■ WHAT THE EXERCISE ASKS: Turn every line of the material below into a JSON list of strings, with one string per line and no blank lines. Leave the pictures out.

■ MATERIAL FOR THIS EXERCISE:

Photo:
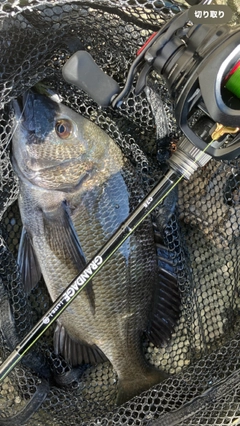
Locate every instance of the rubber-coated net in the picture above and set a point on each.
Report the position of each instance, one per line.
(202, 235)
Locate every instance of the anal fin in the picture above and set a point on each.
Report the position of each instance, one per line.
(75, 352)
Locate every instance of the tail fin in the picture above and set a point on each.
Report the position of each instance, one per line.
(133, 386)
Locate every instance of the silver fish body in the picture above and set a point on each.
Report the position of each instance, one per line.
(76, 188)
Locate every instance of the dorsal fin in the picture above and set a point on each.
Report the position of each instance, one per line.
(166, 303)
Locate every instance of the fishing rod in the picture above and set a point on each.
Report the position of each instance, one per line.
(201, 66)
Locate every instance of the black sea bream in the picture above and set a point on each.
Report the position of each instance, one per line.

■ THE SOLUTION:
[
  "Photo:",
  "Locate every instance of the rubber-coated net in the picture above and set a point on each.",
  "Report the position of each instance, one per line.",
  "(202, 235)",
  "Locate every instance of the anal fin in the picture above and set a point on each.",
  "Report the position of each instance, one per line.",
  "(75, 352)",
  "Locate every instance of the tail fin in the picture above and set a point on each.",
  "Report the position of each instance, one per line.",
  "(133, 386)",
  "Locate every instance of the silver fish body in the picture above and set a point on each.",
  "Report the position of each instance, one per line.",
  "(76, 188)",
  "Locate every instance of the dorsal fin in the picture above and set a point on each.",
  "Report the position of each instance, one per line.",
  "(166, 303)",
  "Locate every instance of the fishing rod in the picture above and set a point on each.",
  "Report the position of each instance, one per line.",
  "(201, 66)",
  "Locate every instance of the black sea bream in the picture above and set a point on each.",
  "Report the position of each instance, one per line."
]